Problem to solve
Find each line in the items below that contains the word "wispy", and copy every one of those lines.

..............................

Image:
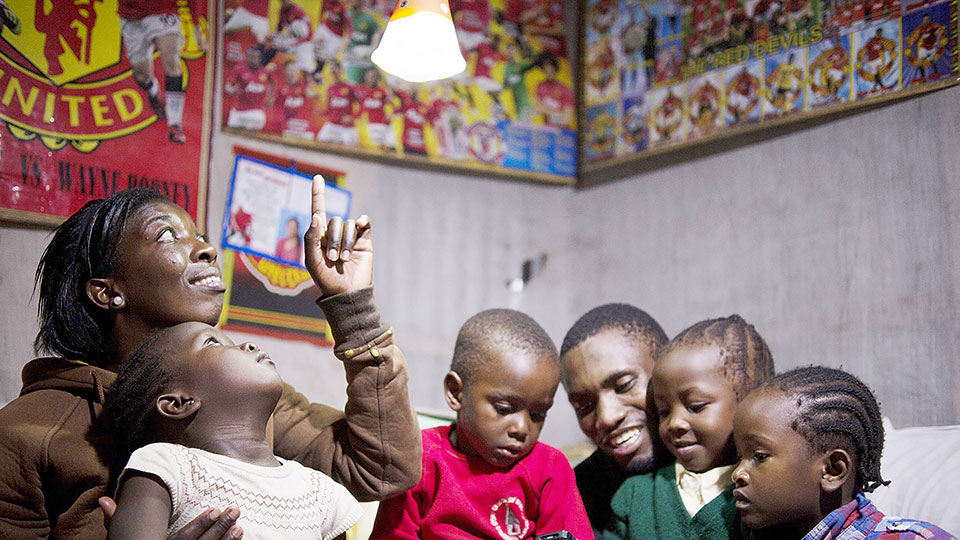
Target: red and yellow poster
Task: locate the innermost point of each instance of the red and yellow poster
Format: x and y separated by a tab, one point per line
300	71
98	96
268	298
661	73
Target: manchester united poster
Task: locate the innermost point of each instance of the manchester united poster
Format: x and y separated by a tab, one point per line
97	96
300	71
661	73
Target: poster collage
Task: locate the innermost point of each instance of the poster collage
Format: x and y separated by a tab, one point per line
301	70
88	99
660	73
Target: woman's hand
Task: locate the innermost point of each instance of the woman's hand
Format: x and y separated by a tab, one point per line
338	254
210	525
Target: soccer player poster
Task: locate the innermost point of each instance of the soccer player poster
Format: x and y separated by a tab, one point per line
784	89
744	84
779	59
601	131
877	61
927	55
829	70
269	210
98	97
299	72
705	106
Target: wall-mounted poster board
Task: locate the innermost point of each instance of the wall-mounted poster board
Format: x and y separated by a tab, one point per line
269	210
269	292
77	123
301	74
662	75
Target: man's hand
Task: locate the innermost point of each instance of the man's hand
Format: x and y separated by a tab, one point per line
210	525
338	254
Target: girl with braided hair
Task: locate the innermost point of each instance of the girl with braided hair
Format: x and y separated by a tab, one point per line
809	442
698	380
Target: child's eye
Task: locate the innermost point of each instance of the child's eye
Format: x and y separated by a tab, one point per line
696	407
502	409
624	385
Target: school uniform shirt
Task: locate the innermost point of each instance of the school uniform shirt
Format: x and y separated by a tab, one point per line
697	489
649	507
285	502
859	519
464	497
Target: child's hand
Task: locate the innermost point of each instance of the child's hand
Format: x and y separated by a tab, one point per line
338	254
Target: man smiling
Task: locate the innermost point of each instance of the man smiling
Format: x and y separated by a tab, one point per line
606	360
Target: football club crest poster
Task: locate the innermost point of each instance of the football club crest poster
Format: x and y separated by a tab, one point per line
299	71
672	72
97	96
269	291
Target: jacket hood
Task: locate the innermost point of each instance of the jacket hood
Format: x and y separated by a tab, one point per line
67	375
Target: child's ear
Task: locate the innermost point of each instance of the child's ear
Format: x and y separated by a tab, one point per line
452	389
837	466
177	406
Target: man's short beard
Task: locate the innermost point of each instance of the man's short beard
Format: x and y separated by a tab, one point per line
641	467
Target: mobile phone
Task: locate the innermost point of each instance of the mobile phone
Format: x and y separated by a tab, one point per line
559	535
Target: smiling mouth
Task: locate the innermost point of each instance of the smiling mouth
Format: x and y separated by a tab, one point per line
624	438
210	281
265	358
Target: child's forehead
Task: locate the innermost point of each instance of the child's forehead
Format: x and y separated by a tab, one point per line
187	332
689	360
767	408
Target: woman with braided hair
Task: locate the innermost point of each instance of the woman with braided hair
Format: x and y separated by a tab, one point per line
809	442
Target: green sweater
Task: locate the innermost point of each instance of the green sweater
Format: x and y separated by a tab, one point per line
648	507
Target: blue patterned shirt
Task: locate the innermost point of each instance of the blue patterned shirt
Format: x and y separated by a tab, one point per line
860	520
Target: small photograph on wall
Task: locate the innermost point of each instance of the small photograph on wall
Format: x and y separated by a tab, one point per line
601	131
744	86
877	63
666	66
638	41
668	121
829	71
633	131
99	97
299	72
927	55
784	83
603	18
602	81
706	99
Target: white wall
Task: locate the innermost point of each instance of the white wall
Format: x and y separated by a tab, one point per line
840	243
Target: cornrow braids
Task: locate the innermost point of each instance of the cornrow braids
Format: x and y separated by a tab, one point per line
129	410
744	355
498	330
834	408
632	321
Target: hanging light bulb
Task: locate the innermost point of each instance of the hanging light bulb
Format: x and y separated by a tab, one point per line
420	43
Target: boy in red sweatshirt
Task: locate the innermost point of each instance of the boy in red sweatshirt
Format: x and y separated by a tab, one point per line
486	476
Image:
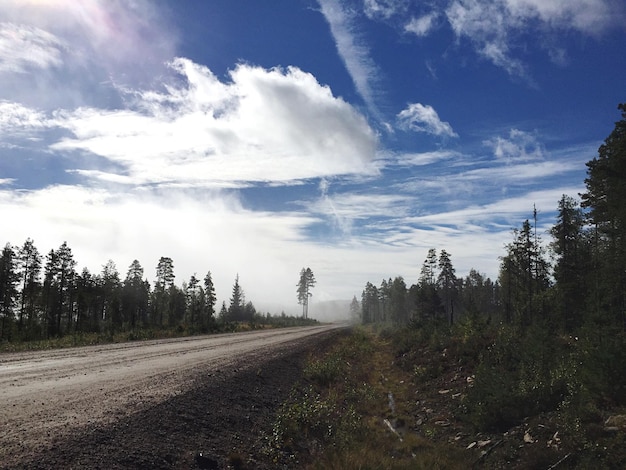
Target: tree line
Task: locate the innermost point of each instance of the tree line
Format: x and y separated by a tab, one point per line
44	297
577	278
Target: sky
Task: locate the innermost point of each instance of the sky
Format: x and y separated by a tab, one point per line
255	138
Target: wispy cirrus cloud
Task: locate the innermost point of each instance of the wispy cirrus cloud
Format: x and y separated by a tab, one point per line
79	51
494	27
518	146
353	51
423	118
421	26
26	48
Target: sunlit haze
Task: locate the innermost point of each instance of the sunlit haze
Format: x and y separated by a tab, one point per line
256	138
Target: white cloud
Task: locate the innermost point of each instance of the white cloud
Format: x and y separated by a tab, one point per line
15	118
264	125
23	48
493	26
423	118
423	158
352	50
421	26
519	145
383	9
63	53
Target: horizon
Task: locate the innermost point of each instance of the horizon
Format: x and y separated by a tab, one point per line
348	136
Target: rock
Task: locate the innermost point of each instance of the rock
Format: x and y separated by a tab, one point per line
206	463
615	423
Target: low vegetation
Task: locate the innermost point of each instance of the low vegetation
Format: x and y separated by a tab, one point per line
387	397
527	371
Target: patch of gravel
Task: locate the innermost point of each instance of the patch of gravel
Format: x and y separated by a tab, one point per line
225	416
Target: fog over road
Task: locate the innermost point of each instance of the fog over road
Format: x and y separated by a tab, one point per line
46	394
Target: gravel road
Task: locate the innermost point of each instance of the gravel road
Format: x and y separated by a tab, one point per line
57	406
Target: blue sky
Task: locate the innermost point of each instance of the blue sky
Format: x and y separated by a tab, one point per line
258	137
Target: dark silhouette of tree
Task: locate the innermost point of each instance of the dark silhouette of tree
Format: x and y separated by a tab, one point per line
210	298
305	284
447	284
135	296
237	302
163	291
605	200
8	289
29	263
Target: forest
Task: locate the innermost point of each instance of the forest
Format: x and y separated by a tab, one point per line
44	297
549	334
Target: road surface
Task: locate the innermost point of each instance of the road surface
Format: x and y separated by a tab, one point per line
48	395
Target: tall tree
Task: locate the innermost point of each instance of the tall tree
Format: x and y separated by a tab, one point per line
428	274
570	246
210	297
305	284
447	284
29	262
355	309
194	295
605	200
162	290
237	302
110	286
135	295
369	303
523	274
87	301
8	289
398	305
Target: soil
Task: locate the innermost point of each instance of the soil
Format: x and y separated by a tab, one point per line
221	418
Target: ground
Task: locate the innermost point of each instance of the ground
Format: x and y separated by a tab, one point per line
221	422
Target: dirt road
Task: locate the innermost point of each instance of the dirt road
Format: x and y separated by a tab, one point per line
50	400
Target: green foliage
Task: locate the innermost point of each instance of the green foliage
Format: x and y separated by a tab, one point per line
325	371
518	376
310	421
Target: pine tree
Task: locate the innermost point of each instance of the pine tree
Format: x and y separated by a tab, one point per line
446	282
605	200
237	302
210	298
29	262
8	289
305	284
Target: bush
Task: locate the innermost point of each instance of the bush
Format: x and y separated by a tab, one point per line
518	375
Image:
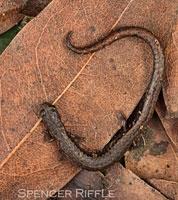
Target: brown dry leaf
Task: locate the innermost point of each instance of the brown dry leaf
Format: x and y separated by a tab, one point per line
87	89
123	184
82	186
155	156
9	15
168	188
171	82
170	125
34	7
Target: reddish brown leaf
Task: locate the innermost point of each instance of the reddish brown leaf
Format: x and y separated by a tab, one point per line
155	156
9	15
34	7
171	81
88	90
123	184
168	188
86	185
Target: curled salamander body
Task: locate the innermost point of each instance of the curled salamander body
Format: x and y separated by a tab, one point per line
52	119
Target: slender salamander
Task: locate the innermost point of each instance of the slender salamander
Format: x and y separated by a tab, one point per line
52	119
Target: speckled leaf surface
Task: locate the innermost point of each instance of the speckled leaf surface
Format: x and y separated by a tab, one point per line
88	90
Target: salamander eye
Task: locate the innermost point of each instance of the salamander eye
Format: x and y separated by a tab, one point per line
43	113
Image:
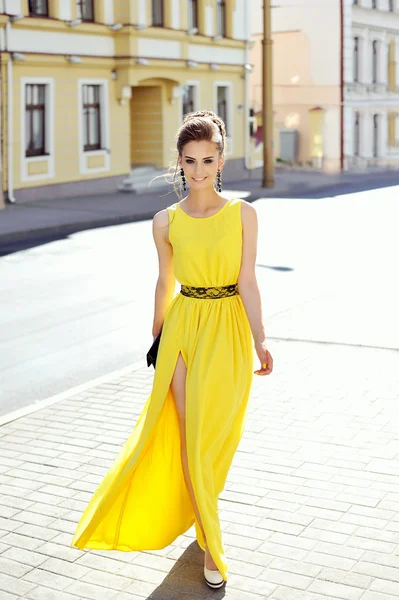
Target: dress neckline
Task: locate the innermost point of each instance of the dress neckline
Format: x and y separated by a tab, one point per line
205	218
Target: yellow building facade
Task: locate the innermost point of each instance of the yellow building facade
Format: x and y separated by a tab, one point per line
92	88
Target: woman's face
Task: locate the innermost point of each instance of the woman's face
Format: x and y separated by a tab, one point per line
200	162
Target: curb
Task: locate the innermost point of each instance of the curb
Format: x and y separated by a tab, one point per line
32	408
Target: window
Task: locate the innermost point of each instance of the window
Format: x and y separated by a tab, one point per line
376	141
85	10
356	59
391	129
222	106
91	117
221	17
38	8
35	119
356	140
375	62
188	99
192	14
157	13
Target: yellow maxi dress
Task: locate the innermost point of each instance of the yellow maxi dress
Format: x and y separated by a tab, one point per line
143	502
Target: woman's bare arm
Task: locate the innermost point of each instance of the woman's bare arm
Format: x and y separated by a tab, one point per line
165	286
248	285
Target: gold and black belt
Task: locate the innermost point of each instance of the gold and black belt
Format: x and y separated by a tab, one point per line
210	292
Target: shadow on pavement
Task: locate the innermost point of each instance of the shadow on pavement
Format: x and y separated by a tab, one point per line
186	579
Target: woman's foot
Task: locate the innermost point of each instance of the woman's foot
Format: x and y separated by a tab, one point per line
209	562
212	575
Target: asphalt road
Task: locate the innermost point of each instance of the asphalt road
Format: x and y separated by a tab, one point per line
81	307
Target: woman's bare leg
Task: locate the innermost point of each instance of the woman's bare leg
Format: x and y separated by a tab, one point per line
178	385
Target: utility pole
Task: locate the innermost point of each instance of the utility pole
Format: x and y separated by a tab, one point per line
268	159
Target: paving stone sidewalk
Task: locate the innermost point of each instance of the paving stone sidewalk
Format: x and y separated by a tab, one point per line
310	510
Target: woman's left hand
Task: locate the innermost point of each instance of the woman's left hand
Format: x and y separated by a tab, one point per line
266	360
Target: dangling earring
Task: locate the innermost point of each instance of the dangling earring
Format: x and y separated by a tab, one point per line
219	181
183	180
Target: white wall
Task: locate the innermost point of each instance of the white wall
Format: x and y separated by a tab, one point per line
319	21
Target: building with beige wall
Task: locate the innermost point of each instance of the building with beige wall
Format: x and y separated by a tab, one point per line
335	74
92	88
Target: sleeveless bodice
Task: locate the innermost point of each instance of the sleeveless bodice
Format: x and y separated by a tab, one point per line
207	251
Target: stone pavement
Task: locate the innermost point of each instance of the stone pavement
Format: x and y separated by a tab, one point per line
310	510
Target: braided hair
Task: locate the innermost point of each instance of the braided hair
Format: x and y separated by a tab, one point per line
203	125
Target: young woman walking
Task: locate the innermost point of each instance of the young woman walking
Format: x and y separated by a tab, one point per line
174	465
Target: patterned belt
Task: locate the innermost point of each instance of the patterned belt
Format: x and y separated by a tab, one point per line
212	292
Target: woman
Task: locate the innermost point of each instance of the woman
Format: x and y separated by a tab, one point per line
174	465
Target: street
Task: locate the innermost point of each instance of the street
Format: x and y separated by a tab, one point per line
310	506
78	308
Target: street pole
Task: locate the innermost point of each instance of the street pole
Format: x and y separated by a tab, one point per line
268	159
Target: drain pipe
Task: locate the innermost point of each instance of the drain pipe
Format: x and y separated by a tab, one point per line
247	72
342	114
10	191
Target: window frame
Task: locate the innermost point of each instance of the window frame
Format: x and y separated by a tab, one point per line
30	109
376	135
85	167
86	106
221	18
155	6
33	10
49	157
374	61
356	58
357	135
230	121
193	14
195	86
80	4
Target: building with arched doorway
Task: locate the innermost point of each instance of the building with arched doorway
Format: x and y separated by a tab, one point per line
96	88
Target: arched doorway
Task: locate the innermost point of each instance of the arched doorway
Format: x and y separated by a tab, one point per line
154	118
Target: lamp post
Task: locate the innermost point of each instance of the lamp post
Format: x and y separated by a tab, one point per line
268	159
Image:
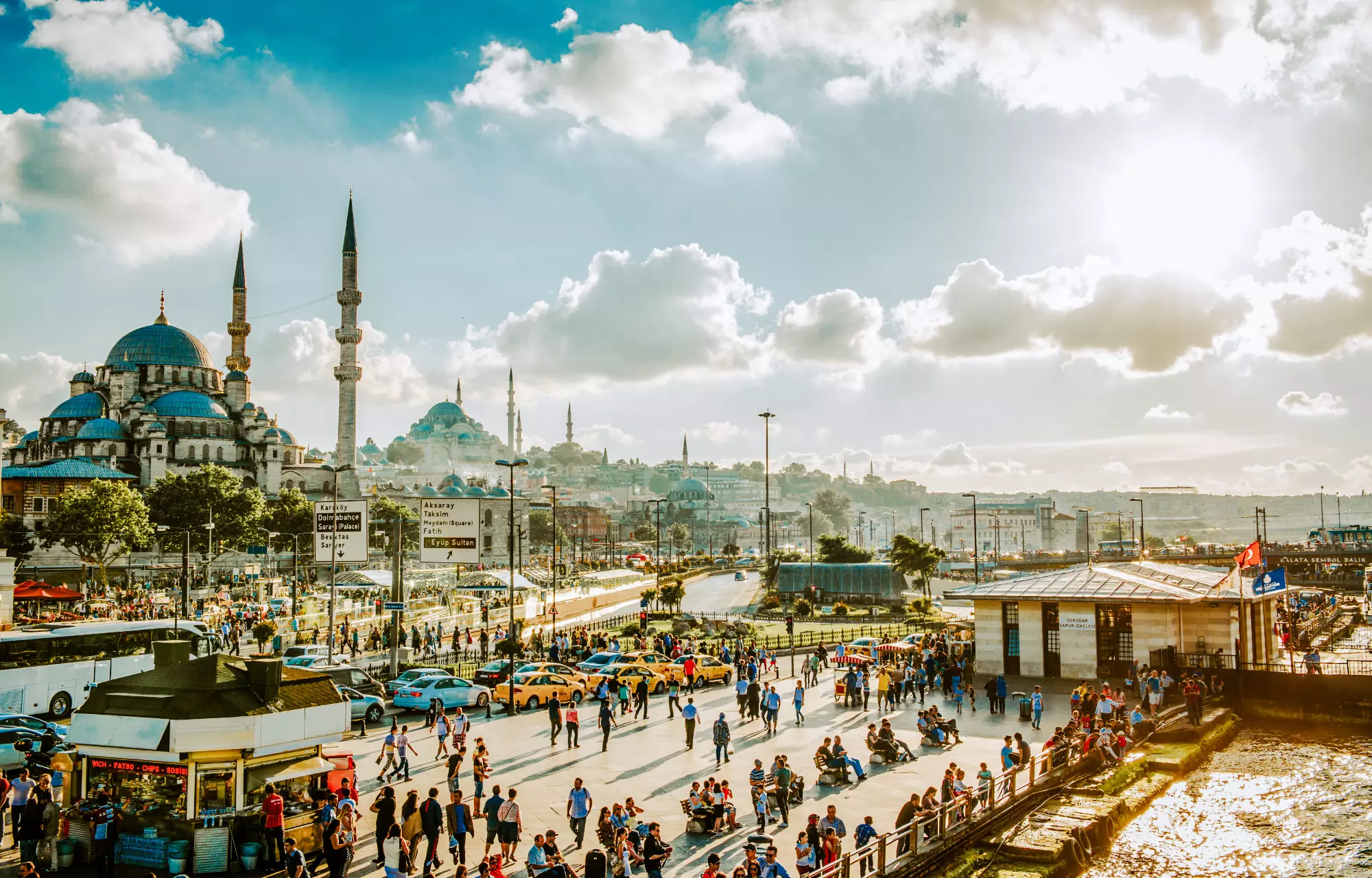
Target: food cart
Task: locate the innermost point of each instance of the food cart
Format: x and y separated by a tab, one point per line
842	666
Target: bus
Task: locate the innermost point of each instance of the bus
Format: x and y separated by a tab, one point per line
51	667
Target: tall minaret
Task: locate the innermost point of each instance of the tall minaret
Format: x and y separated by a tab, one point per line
239	326
348	372
510	414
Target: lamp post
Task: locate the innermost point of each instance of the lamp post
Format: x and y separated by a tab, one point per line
1142	543
768	416
510	637
976	566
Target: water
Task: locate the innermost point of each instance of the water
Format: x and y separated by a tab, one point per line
1278	802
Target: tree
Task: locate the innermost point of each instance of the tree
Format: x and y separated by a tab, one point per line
405	453
836	507
101	523
678	536
836	549
16	540
912	558
209	495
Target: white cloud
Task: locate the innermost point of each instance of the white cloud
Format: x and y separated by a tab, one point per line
635	83
1303	405
717	431
1074	54
567	20
130	193
849	90
389	375
1163	412
115	40
677	313
838	329
602	436
1127	323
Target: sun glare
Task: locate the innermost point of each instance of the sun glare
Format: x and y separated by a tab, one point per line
1182	202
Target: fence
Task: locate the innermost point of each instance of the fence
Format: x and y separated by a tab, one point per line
941	827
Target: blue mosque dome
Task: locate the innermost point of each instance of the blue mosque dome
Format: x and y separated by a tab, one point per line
102	429
82	405
160	345
186	404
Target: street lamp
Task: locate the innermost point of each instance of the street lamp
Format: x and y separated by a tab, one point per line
1142	543
510	637
976	566
768	416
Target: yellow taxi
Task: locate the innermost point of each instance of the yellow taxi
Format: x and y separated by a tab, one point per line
552	667
533	691
709	670
657	663
630	674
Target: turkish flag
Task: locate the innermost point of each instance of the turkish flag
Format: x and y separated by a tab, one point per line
1251	558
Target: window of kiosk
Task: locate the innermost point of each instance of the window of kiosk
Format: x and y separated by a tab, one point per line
141	790
215	790
301	794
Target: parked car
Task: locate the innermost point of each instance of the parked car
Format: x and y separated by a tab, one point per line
495	673
355	678
453	691
364	707
599	662
536	689
410	677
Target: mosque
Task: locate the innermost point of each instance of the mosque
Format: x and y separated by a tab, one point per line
160	405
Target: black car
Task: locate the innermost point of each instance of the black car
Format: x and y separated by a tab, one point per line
495	673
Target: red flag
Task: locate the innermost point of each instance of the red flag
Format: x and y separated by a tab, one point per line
1252	556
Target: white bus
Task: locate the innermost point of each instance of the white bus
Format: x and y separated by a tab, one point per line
50	669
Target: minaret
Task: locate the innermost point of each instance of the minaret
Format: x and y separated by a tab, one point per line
348	372
510	414
239	326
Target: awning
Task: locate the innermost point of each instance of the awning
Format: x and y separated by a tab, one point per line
303	769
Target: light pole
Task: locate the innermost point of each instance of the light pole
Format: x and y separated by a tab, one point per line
510	637
1142	543
976	566
768	416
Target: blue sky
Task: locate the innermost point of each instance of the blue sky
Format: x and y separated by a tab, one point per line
1109	245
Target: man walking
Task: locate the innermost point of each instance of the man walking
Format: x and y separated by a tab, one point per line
578	809
689	715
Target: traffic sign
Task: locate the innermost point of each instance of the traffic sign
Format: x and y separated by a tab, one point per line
449	530
348	522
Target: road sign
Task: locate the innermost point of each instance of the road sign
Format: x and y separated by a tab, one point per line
349	518
449	530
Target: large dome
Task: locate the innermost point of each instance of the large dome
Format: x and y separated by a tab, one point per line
161	345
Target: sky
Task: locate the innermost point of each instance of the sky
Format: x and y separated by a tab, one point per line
1107	245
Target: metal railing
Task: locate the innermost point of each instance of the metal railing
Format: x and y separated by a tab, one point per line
936	829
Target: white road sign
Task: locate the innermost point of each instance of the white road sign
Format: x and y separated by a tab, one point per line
449	530
352	532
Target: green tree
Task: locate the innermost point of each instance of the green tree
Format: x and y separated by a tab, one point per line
405	453
836	549
209	495
16	540
836	507
101	523
914	559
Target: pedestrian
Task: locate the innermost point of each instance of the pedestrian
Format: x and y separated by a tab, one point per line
689	715
720	735
578	809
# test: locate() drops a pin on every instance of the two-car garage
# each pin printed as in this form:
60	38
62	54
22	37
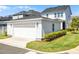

..............................

Solution for this problem
Target: wispy cirrus cloud
Task: locate the innermost point of each instance of the wispy cirrus cloud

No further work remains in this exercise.